# ISPC 3.0.1.2: Keine Packages im Software Repository



## icsd (23. Mai 2009)

Hallo

ich habe ISPC 3.0.1.2 installiert. Unter System -> Software -> Repositories ist folgendes Repository installiert: 
http://repo.ispconfig.org/addons/
Wenn ich jetzt jedoch unter Packages oder Updates klicke, bekomme ich nur einen leeren Screen.

Habe ich da was falsch konfiguriert?
Ich suche nach einer Möglichkeit, die Settings von ISPC zu sichern = einen Backup zu machen, damit ich im Falle eines Crashes die Maschine wieder schnell aufsetzen kann.

Danke & Gruß
ICSD


----------



## Till (23. Mai 2009)

> Wenn ich jetzt jedoch unter Packages oder Updates klicke, bekomme ich nur einen leeren Screen.


das ist auch korrekt, es gibt ja nochkeine Packages.



> Ich suche nach einer Möglichkeit, die Settings von ISPC zu sichern = einen Backup zu machen, damit ich im Falle eines Crashes die Maschine wieder schnell aufsetzen kann.


Dann sichere die mysql Datenbank, /usr/local/ispconfig, /etc und /var sowie weitere Verzeichnisse die Du bei Dir für Konfiguration und Daten nutzt.


----------



## miglosch (22. Juni 2009)

*Packages = APS?*



Zitat von Till:


> das ist auch korrekt, es gibt ja nochkeine Packages.


Hallo Till!

Wie kann ich mir diese Funktion vorstellen? Wird es etwas in der Richtung wie APS werden?! 
Wie muss ein solches Paket aussehen? Ich würde meinen Kunden gerne die Funktion zur Verfügung stellen, dass sie sich Software (z.B. Dolphin, Drupal, Wordpress, CMSms oder ähnliches) mit einem Klick auf ihren "Space" laden können.

Ich würde gerne etwas zu dem großartigen Projekt beitragen und vielleicht könnte ich das ja im Bereich der Packages tun?!


----------



## Till (22. Juni 2009)

> Wie kann ich mir diese Funktion vorstellen? Wird es etwas in der Richtung wie APS werden?!


Nein, nicht direkt. APS wird noch separat eingebaut, wird sich aber der repository Funktionen bedienen. Die aktuelle Funktionalität ist dafür da um Plugins oder Software für ISPConfig nachzuinstalleiern und nicht um Software in Webs eines Kunden zu installieren.

Ich muss dafür bei Gelegenheit mal eine Doku online stellen, wer den Code für ein Beispiel Paket und ein Test Repository haben möchte, kann mir ja an dev at ispconfig dot org schreiben.


----------



## serverstage (25. Mai 2012)

dieser Thread ist etwas alt - ich finde jedoch nichts neueres im Forum... 

wird da aktuell was gemacht?  Ich hätte Interesse daran und eventuell an einem "Beispiel Paket und ein Test Repository".

Viele Grüße, Brandon


----------



## Till (25. Mai 2012)

Das ispconfig repository ist bereits aktiv und wir haben ich habe auch schon die ersten ispconfig erweiterungen erhalten die zur Zeit geprüft und dann veröffentlicht werden.

Wenn Du eine Erweiterung egschrieben hast die veröffentlicht werden soll dann sende Sie bitte and dev [at] ispconfig [dot] org


----------
★ ★ ★ ★ ★ ★ ★
▶ _Aufgaben_
**1)** Bearbeite im Seitentext alles von „## serverstage (25.“ bis hinunter zu „Till (25. Mai 2012)“ und ersetze darin „Thread“ durch „Beitrag“.
**2)** Was soll man laut Seitentext sichern, um die Einstellungen von ISPC für den Fall eines Crashes zu sichern?

▶ _Gesammelte Daten_
★ ★ ★ ★ ★ ★ ★
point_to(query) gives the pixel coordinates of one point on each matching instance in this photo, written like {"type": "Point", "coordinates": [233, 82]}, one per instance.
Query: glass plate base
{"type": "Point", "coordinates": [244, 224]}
★ ★ ★ ★ ★ ★ ★
▶ _Antworten_
**1)**
## serverstage (25. Mai 2012)

dieser Beitrag ist etwas alt - ich finde jedoch nichts neueres im Forum... 

wird da aktuell was gemacht?  Ich hätte Interesse daran und eventuell an einem "Beispiel Paket und ein Test Repository".

Viele Grüße, Brandon


----------



## Till (25. Mai 2012)

**2)** Die mysql Datenbank, /usr/local/ispconfig, /etc und /var sowie weitere Verzeichnisse, die man für Konfiguration und Daten nutzt.